» **Material for the task**:

>> Start

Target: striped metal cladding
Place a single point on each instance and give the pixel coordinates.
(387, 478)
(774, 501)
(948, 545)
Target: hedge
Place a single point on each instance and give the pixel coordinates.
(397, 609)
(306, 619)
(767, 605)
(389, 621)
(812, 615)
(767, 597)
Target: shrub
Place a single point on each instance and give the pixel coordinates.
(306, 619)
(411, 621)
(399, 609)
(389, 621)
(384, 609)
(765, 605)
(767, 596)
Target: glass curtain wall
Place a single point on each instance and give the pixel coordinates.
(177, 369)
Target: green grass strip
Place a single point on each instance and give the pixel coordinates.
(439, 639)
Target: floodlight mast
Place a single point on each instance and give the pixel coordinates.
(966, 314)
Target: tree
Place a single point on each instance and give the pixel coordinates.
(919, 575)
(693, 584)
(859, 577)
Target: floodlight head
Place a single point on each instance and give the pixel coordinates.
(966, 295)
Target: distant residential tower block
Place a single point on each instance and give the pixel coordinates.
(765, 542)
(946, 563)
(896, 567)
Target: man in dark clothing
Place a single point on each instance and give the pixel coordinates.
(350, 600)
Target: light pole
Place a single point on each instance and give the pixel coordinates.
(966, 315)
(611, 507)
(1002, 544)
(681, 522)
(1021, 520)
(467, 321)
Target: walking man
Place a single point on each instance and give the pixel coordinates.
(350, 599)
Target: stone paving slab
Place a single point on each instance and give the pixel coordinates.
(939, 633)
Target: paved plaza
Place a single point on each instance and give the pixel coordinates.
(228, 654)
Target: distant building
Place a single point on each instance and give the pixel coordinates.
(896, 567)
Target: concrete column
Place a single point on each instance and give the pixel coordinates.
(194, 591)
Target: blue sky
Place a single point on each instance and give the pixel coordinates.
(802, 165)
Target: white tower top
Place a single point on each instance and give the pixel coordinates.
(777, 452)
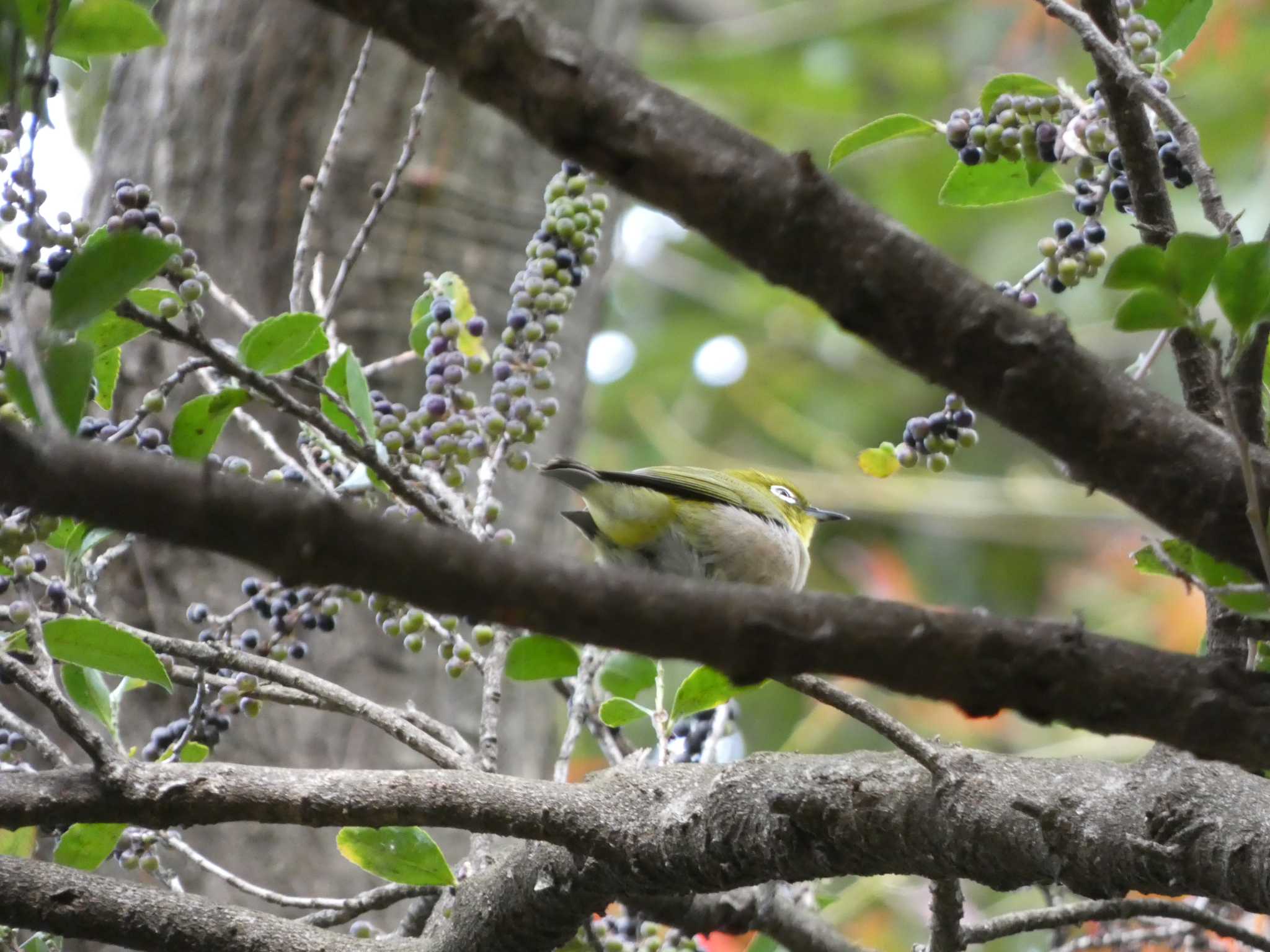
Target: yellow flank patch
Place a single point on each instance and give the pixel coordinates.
(629, 516)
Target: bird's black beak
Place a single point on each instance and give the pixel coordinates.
(825, 514)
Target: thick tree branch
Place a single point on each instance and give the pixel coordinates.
(1047, 671)
(36, 895)
(763, 908)
(784, 219)
(1098, 828)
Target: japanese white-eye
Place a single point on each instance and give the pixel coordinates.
(728, 524)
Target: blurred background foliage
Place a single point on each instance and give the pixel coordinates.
(1001, 528)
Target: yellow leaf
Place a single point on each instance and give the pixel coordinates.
(878, 462)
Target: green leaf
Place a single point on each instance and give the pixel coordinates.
(87, 689)
(704, 689)
(1244, 284)
(346, 379)
(1014, 84)
(102, 273)
(61, 536)
(878, 461)
(422, 307)
(541, 656)
(19, 843)
(106, 372)
(618, 712)
(1139, 267)
(283, 342)
(198, 425)
(397, 853)
(419, 338)
(86, 845)
(193, 752)
(995, 183)
(94, 644)
(1151, 309)
(1209, 570)
(103, 29)
(626, 676)
(1179, 22)
(1193, 260)
(112, 330)
(888, 127)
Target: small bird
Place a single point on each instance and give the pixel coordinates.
(728, 524)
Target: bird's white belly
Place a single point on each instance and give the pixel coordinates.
(744, 547)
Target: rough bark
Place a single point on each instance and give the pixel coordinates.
(1047, 671)
(223, 122)
(1179, 827)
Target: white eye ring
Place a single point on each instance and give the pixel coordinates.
(784, 494)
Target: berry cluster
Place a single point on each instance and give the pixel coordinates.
(621, 932)
(134, 208)
(207, 730)
(689, 738)
(136, 851)
(1015, 127)
(286, 610)
(1070, 255)
(939, 436)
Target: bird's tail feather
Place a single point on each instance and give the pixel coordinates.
(571, 472)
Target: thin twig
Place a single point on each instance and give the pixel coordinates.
(1143, 366)
(1256, 516)
(660, 718)
(22, 342)
(1140, 84)
(898, 734)
(379, 897)
(353, 904)
(128, 427)
(337, 135)
(579, 703)
(1106, 910)
(946, 912)
(389, 363)
(363, 232)
(38, 739)
(66, 715)
(492, 700)
(276, 394)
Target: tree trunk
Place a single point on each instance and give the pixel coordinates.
(223, 122)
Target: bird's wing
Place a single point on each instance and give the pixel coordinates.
(687, 483)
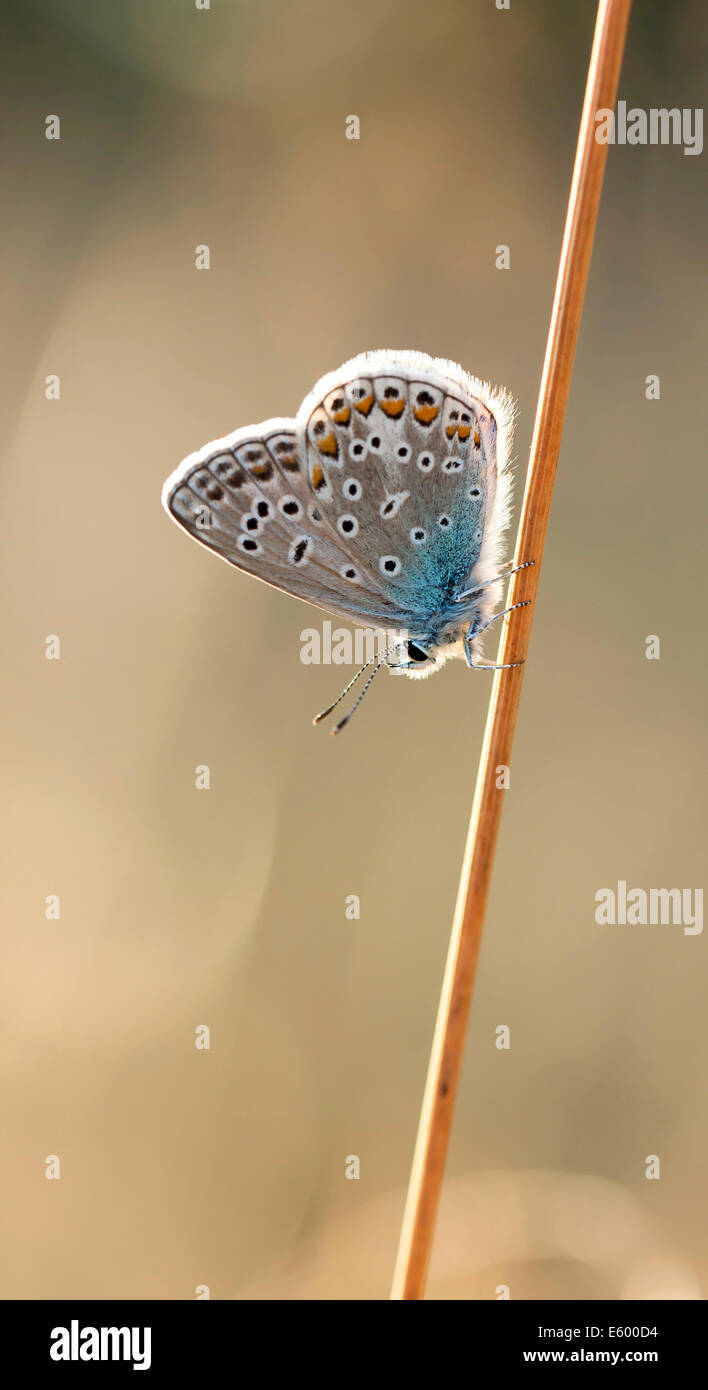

>> End

» **What to do**: Please rewrite the items above, substituting "image coordinates" for every "pixel coordinates" and keeping everything else the same. Leave the pictures out of your answer.

» **Right answer**:
Target: striped metal cladding
Place a single point on each instance and give the image coordinates.
(387, 478)
(774, 501)
(948, 545)
Target: hedge
Place a single point on each instance and give the image coordinates.
(397, 609)
(306, 619)
(767, 605)
(389, 621)
(812, 615)
(767, 597)
Target: shrub
Place a single point on each instance and give the image coordinates.
(306, 619)
(411, 621)
(399, 609)
(389, 621)
(384, 609)
(765, 605)
(767, 596)
Target: glass curtain wall
Place a single point on each instance and give the image coordinates.
(177, 369)
Target: green grass strip
Place a single point on each instance and give the image coordinates.
(439, 639)
Target: floodlight mast
Place a single point on each instance and give the image coordinates.
(966, 314)
Target: tree
Place a single point on each instance and give the image coordinates.
(919, 575)
(693, 584)
(859, 577)
Target: floodlight head
Place a single point on each instance and give the image coordinates.
(966, 295)
Target: distant residential tower block
Place a single point on each instance and give the image coordinates.
(765, 542)
(946, 563)
(896, 567)
Target: man in dark clothing
Place a single point on each instance and give the image coordinates.
(350, 600)
Target: light pole
Place a single point on each instance and give the image coordinates.
(966, 315)
(611, 507)
(1002, 544)
(681, 522)
(1021, 520)
(467, 321)
Target: walking man
Place a single point on each instance and give the image coordinates.
(350, 599)
Target: stone paving slab
Place a single point on each instance and give the image coordinates.
(939, 633)
Target: paved plaza
Place a single point on each instance and give the image coordinates.
(228, 654)
Target: distant building
Place a single point on each instance and give the image coordinates.
(896, 567)
Target: concrete column
Place a single point on each instance and give the image coordinates.
(194, 591)
Target: blue sky
Place a single point on each instance and give the image coordinates.
(802, 165)
Target: white tower top
Place a single point on each instance and give the image coordinates.
(777, 452)
Target: yellow flank patch
Place a single point on each instance and give the image coordinates.
(629, 516)
Target: bird's black beak
Place a single point on each instance and give the image coordinates.
(825, 514)
Target: thick tree branch
Place a single point on each instance and give the image coordinates.
(1047, 671)
(36, 895)
(763, 908)
(784, 219)
(1098, 828)
Target: japanese white-eye
Place a single point on each instance and give the image coordinates.
(728, 524)
Target: blurred background foliage
Place a single point on each instance and give the image coordinates.
(1001, 528)
Target: yellow leaf
Place a single point on each instance and give the image coordinates.
(878, 462)
Target: green leaf
Place a single point on each instance and give the image coordinates.
(87, 689)
(704, 689)
(1244, 284)
(346, 379)
(1014, 84)
(102, 273)
(61, 536)
(878, 461)
(422, 307)
(541, 656)
(19, 843)
(106, 372)
(618, 712)
(1139, 267)
(283, 342)
(198, 425)
(397, 853)
(419, 338)
(86, 845)
(193, 752)
(995, 183)
(94, 644)
(1151, 309)
(1209, 570)
(103, 29)
(626, 676)
(1179, 22)
(1193, 260)
(112, 330)
(888, 127)
Target: small bird
Place a single point on each instance and give the image coordinates.
(728, 524)
Target: bird's white belly
Place a single point on each instance and give the image coordinates.
(744, 547)
Target: rough bark
Place a single point on each instance and give the image coordinates.
(1047, 671)
(223, 122)
(1179, 827)
Target: white eye ring
Place a single point on each instance and give the image coordinates.
(784, 494)
Target: berry cluster
Place a single point on each instance and give the image coordinates.
(621, 932)
(134, 208)
(207, 730)
(689, 738)
(136, 851)
(1015, 127)
(286, 610)
(1070, 255)
(939, 436)
Target: bird's tail feather
Place a single point on each instance and give the image coordinates.
(571, 472)
Target: thin twig
Place a single point on each instance and give the image coordinates.
(1143, 366)
(1256, 516)
(660, 718)
(22, 342)
(1140, 84)
(898, 734)
(379, 897)
(353, 904)
(128, 427)
(337, 135)
(579, 703)
(1106, 910)
(946, 912)
(389, 363)
(363, 232)
(38, 739)
(66, 715)
(492, 700)
(276, 394)
Target: tree trunk
Place a single point on each instance and give the image coordinates.
(223, 122)
Target: bird's wing
Place a single point on each instance and give the image coordinates.
(687, 483)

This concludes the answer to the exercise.